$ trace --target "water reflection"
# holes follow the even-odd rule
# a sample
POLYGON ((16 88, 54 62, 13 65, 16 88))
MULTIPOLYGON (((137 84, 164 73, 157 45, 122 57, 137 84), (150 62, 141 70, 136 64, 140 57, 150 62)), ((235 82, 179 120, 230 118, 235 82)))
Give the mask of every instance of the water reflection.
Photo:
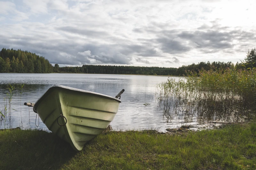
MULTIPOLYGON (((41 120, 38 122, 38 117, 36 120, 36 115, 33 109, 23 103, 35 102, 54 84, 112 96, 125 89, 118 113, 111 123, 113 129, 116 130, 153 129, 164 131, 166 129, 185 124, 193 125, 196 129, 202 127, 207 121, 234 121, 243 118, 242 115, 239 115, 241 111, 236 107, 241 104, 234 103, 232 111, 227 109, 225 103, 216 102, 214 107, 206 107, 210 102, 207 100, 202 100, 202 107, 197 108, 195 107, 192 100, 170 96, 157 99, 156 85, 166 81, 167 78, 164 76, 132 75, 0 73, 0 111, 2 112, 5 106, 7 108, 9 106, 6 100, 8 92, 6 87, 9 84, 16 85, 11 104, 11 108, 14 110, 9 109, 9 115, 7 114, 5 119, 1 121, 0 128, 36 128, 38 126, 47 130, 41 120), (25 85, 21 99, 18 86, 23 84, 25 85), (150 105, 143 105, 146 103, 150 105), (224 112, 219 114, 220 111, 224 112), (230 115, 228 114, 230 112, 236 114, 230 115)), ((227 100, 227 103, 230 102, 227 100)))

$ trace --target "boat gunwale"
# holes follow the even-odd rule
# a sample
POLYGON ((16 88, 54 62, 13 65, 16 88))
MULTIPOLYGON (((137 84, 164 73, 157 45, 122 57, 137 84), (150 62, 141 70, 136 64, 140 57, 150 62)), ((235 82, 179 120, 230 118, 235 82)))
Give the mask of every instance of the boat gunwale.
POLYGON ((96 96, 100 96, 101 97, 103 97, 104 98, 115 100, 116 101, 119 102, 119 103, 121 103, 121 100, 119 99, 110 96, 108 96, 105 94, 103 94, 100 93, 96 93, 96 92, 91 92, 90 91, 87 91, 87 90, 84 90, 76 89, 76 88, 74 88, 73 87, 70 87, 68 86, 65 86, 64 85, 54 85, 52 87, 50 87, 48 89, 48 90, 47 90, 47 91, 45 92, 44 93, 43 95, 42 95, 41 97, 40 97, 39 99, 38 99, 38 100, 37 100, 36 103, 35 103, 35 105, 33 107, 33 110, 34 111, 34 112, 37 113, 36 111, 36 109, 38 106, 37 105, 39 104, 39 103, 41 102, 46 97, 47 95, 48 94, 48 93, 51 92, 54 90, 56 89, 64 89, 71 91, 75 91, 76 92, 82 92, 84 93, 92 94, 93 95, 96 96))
:::::
Work to be completed -
Echo all the entries above line for line, leaving out the pictures.

Finished task -
$ trace --target "water reflection"
# holes follow the even-odd rule
# a sample
POLYGON ((16 88, 54 62, 13 65, 16 88))
MULTIPOLYGON (((137 84, 164 73, 157 45, 122 57, 137 84), (150 62, 141 70, 136 64, 140 57, 150 62)), ((235 82, 179 120, 230 118, 235 82)))
Give the mask of every instance of the water reflection.
Photo:
MULTIPOLYGON (((41 120, 38 122, 38 117, 36 120, 36 115, 33 109, 23 103, 35 102, 54 84, 112 96, 125 89, 118 113, 111 123, 113 129, 116 130, 153 129, 164 131, 166 129, 185 124, 193 125, 196 129, 202 127, 207 121, 234 121, 243 118, 242 115, 239 115, 241 111, 236 107, 241 104, 234 103, 232 111, 227 109, 225 103, 216 102, 214 107, 206 107, 210 102, 207 100, 202 100, 202 107, 197 108, 195 107, 192 100, 170 96, 157 99, 156 85, 166 81, 167 78, 164 76, 132 75, 0 73, 0 111, 2 112, 5 106, 7 108, 9 106, 6 100, 8 92, 6 87, 9 84, 16 85, 11 104, 11 108, 14 110, 9 109, 9 115, 7 114, 5 119, 1 121, 0 128, 36 128, 38 126, 47 130, 41 120), (25 85, 21 99, 18 86, 23 84, 25 85), (150 105, 143 105, 146 103, 150 105), (224 112, 219 114, 220 111, 224 112), (230 115, 228 114, 230 112, 236 114, 230 115)), ((227 100, 227 103, 230 102, 227 100)))

$ trace --target "boat gunwale"
# holes follow the even-odd rule
# a sample
POLYGON ((16 88, 54 62, 13 65, 16 88))
MULTIPOLYGON (((137 84, 164 73, 157 45, 122 57, 137 84), (150 62, 141 70, 136 64, 140 57, 150 62)), ((235 82, 179 120, 230 118, 235 82)))
Give the mask of every instance of the boat gunwale.
POLYGON ((96 96, 100 96, 101 97, 103 97, 104 98, 115 100, 116 101, 119 102, 119 103, 121 103, 121 100, 119 99, 110 96, 108 96, 105 94, 103 94, 100 93, 96 93, 96 92, 91 92, 90 91, 87 91, 87 90, 84 90, 76 89, 76 88, 74 88, 73 87, 70 87, 68 86, 65 86, 64 85, 54 85, 52 87, 50 87, 48 89, 48 90, 47 90, 47 91, 45 92, 44 93, 43 95, 42 95, 41 97, 40 97, 39 99, 38 99, 38 100, 37 100, 36 103, 35 103, 35 105, 33 107, 33 110, 34 111, 34 112, 37 113, 36 111, 36 109, 38 106, 37 105, 39 104, 39 103, 41 102, 46 97, 47 95, 48 94, 48 93, 51 92, 54 90, 56 89, 64 89, 71 91, 75 91, 76 92, 82 92, 84 93, 92 94, 93 95, 96 96))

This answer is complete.